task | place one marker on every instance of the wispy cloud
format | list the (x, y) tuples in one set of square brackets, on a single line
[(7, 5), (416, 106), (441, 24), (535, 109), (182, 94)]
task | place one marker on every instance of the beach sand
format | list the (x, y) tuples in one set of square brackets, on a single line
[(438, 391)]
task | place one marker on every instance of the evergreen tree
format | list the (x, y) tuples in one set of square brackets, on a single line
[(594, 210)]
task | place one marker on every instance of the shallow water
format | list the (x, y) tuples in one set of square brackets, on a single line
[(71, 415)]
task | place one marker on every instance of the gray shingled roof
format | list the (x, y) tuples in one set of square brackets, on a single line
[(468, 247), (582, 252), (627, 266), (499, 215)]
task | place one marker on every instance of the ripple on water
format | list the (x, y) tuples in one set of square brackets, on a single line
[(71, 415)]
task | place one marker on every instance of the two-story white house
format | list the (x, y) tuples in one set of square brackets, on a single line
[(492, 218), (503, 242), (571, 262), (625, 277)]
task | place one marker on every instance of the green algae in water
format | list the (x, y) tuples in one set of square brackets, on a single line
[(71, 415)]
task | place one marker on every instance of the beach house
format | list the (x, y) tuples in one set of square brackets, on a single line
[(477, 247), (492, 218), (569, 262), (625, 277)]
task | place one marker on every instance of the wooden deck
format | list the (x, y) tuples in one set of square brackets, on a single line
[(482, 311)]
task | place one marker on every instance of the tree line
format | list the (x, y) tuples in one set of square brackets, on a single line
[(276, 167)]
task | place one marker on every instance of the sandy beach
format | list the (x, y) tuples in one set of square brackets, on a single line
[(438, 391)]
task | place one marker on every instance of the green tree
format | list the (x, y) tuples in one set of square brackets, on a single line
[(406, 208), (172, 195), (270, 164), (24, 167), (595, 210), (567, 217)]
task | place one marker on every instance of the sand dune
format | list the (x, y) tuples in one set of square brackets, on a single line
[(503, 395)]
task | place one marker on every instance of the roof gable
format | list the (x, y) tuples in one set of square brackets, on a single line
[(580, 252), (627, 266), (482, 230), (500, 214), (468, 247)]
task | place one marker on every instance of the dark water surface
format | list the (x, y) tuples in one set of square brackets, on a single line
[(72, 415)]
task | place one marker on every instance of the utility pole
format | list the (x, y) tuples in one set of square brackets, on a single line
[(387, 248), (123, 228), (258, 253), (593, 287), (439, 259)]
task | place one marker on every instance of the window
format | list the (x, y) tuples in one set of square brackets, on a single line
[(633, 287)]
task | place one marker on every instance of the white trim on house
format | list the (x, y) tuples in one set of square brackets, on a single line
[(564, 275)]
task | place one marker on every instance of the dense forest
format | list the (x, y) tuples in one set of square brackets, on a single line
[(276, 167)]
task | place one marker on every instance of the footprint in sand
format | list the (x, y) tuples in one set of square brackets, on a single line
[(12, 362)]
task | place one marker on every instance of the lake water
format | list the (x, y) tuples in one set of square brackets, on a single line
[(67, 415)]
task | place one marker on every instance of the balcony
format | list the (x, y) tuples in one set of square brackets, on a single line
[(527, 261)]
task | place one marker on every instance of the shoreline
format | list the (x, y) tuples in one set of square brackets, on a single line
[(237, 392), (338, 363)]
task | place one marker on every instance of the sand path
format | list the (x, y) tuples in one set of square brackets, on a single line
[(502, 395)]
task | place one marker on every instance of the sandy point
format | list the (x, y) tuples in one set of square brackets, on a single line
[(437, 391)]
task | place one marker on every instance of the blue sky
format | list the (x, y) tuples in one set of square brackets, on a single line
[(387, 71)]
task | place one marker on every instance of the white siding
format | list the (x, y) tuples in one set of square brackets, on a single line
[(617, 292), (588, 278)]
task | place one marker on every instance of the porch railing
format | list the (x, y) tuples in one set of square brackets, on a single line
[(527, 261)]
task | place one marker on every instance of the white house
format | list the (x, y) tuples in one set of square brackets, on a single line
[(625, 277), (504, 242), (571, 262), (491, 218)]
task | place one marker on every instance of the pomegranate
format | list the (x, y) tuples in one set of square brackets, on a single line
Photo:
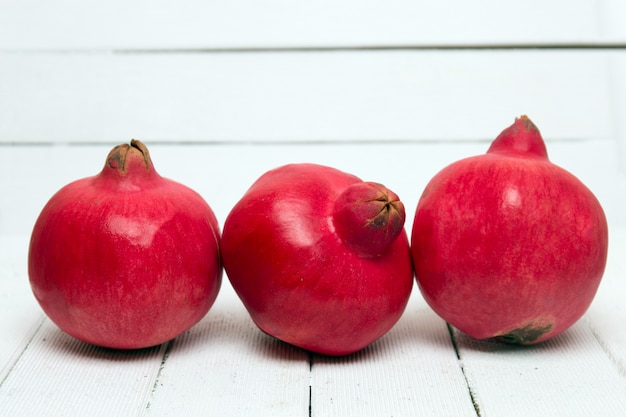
[(319, 258), (125, 259), (508, 245)]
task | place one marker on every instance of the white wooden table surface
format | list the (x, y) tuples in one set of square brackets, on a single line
[(391, 91)]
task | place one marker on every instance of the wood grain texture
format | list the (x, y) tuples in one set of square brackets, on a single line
[(72, 24), (304, 96)]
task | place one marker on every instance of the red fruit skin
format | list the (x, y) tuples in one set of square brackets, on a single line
[(297, 278), (125, 259), (507, 245)]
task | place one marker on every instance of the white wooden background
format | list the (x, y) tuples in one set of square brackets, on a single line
[(222, 91)]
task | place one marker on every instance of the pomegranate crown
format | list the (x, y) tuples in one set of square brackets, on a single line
[(522, 138)]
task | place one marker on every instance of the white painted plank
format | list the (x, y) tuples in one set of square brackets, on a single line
[(59, 376), (607, 315), (226, 366), (411, 371), (304, 96), (582, 372), (74, 24), (21, 316), (569, 375)]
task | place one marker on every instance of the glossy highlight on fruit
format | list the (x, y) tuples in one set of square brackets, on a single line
[(319, 258), (508, 245), (125, 259)]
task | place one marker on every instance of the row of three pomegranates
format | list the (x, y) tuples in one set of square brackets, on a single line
[(504, 245)]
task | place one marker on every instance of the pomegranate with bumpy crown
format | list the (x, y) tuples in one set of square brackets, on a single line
[(508, 245), (125, 259), (319, 258)]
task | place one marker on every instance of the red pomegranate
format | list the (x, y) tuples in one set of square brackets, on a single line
[(125, 259), (508, 245), (319, 258)]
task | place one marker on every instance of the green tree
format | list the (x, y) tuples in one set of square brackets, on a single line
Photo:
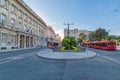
[(99, 34), (92, 36), (67, 42), (82, 37)]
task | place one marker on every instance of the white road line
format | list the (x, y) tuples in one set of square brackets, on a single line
[(13, 58)]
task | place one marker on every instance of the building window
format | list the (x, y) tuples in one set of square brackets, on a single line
[(12, 22), (13, 39), (13, 8), (19, 25), (3, 18), (3, 3), (3, 38), (25, 27), (20, 14)]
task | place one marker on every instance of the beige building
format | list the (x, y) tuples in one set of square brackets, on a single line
[(75, 32), (20, 26), (50, 34)]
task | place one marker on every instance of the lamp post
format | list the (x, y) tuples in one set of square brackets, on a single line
[(68, 24)]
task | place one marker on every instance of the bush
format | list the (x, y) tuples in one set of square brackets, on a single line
[(68, 42)]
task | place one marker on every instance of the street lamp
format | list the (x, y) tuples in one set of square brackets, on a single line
[(68, 24)]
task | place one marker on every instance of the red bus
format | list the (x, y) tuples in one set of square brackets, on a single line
[(105, 45)]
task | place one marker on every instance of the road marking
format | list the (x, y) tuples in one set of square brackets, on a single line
[(111, 59), (13, 58)]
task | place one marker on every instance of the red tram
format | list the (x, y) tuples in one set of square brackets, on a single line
[(105, 45)]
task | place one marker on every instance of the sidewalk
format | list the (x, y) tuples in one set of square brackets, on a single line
[(66, 55), (6, 50)]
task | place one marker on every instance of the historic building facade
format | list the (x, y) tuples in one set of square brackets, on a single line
[(20, 26), (50, 35), (75, 32)]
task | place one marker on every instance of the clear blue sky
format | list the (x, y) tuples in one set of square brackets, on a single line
[(85, 14)]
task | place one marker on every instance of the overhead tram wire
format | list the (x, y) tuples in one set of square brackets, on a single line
[(115, 10)]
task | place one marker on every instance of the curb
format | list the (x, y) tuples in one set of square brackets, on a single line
[(68, 58), (7, 50)]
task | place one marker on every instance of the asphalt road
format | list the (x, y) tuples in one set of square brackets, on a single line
[(25, 65)]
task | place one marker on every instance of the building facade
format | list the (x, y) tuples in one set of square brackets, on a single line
[(20, 26), (75, 32), (50, 35)]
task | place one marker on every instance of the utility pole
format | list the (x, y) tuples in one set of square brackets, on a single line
[(68, 24)]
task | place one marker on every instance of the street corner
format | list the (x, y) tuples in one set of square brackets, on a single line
[(66, 55)]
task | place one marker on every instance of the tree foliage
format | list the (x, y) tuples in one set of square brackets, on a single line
[(82, 37), (69, 41)]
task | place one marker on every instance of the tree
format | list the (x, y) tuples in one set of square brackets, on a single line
[(82, 37), (69, 41), (99, 34), (92, 36)]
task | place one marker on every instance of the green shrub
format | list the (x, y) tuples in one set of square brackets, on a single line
[(68, 42)]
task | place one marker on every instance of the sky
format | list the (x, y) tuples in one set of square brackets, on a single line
[(85, 14)]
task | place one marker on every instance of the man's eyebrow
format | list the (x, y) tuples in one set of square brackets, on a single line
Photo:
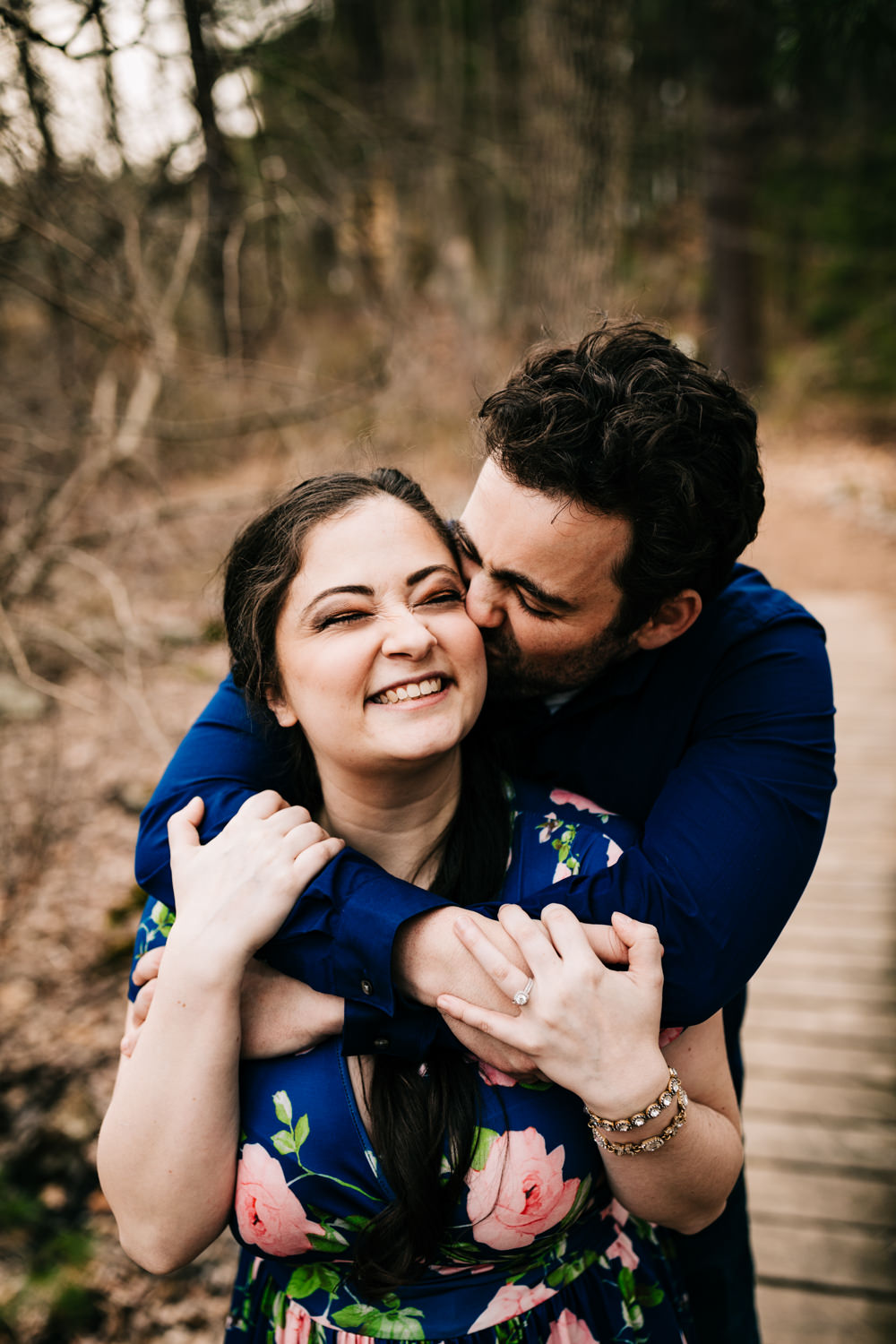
[(513, 577), (462, 538)]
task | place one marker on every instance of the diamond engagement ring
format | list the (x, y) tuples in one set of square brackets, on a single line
[(521, 996)]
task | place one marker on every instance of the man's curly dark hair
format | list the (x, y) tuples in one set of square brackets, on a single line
[(625, 424)]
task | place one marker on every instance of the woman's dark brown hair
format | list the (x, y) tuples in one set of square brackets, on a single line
[(416, 1116)]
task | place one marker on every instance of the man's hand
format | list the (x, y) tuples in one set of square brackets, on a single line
[(429, 960), (280, 1016)]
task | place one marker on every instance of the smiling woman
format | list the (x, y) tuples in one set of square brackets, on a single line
[(386, 1198)]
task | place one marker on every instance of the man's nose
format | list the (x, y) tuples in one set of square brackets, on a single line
[(485, 601)]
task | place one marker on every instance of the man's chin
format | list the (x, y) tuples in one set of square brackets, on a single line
[(514, 683)]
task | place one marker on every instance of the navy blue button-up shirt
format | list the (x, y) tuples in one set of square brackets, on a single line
[(719, 746)]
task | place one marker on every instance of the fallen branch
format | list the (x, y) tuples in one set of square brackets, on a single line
[(22, 667)]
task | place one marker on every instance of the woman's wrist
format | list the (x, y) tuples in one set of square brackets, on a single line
[(629, 1090), (201, 962)]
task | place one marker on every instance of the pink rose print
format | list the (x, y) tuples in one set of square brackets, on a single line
[(624, 1250), (576, 801), (493, 1077), (570, 1330), (268, 1212), (512, 1300), (520, 1193), (297, 1327)]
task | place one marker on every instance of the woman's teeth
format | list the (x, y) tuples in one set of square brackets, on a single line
[(413, 691)]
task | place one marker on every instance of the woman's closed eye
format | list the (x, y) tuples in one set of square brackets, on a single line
[(336, 618), (445, 597)]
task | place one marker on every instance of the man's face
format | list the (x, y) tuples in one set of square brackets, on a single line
[(540, 586)]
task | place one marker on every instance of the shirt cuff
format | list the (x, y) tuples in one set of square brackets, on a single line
[(408, 1034)]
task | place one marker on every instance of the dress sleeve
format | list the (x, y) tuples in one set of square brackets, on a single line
[(724, 855), (732, 838), (726, 851), (152, 932)]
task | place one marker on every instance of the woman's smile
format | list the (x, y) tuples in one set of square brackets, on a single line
[(426, 691), (376, 656)]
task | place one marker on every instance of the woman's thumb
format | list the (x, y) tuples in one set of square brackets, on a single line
[(642, 941), (182, 825)]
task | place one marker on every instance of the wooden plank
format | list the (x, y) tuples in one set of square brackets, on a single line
[(858, 1148), (841, 940), (801, 1098), (797, 1316), (874, 954), (786, 986), (836, 1019), (791, 962), (834, 1257), (820, 1196), (847, 1062)]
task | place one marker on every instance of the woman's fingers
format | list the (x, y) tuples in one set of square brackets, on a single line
[(501, 1026), (642, 941), (148, 965), (263, 804), (508, 978), (567, 935), (301, 838), (314, 859)]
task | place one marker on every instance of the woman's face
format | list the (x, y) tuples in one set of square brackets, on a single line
[(378, 659)]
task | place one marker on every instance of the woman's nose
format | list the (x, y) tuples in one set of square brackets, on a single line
[(485, 601), (409, 636)]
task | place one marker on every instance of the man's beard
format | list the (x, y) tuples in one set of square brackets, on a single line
[(514, 675)]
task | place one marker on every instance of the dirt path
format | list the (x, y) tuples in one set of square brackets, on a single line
[(70, 787)]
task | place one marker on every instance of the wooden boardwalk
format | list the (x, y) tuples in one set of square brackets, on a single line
[(820, 1107)]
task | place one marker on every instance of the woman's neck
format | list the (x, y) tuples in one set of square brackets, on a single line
[(397, 820)]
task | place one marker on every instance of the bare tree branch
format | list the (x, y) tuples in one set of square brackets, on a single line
[(11, 644)]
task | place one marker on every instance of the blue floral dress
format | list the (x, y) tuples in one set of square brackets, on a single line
[(538, 1250)]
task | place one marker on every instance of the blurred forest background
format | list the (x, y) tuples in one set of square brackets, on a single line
[(242, 241)]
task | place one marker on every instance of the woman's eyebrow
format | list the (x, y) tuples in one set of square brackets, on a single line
[(358, 589), (418, 575)]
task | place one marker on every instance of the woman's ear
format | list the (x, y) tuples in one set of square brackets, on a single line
[(676, 616), (282, 711)]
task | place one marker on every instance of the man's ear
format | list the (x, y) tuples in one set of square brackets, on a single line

++++++++++

**WRITTEN PROBLEM**
Copy the rows above word for word, starting at the line that contains "the woman's thumb" and stopping after the line that contains "[(514, 675)]". Include both of those lines.

**OUTPUT OF THE EXERCISE**
task | place one marker on every instance of the woman's thumb
format | list the (x, y) tuples in one set of square brackets, on a single line
[(642, 941), (182, 825)]
task | place one marker on every instance of the wooden plank
format | list the (x, y) tuples in one set of square brackets, on a single line
[(858, 1148), (841, 940), (801, 1098), (797, 1316), (874, 954), (786, 986), (836, 1019), (791, 962), (834, 1257), (820, 1196), (847, 1062)]
task | place one marker on every instance of the woman's fingers
format | list the (x, y) tuples in one set of square brackets, on a single line
[(501, 1026), (642, 941), (148, 965), (263, 804), (508, 978), (567, 935), (301, 838), (314, 859)]
task | place one marker on every instance of the woman's face
format | list the (x, y) tuples in one set of square brackets, on a single line
[(378, 659)]
task | place one marker on every instance of the woman's nose
format | list the (x, y) tuples in one set of square brackets, on a single line
[(485, 601), (409, 636)]
task | place one marker on every instance of the man's beard
format | list the (x, y) tuples in one set of square brackets, on a single line
[(514, 675)]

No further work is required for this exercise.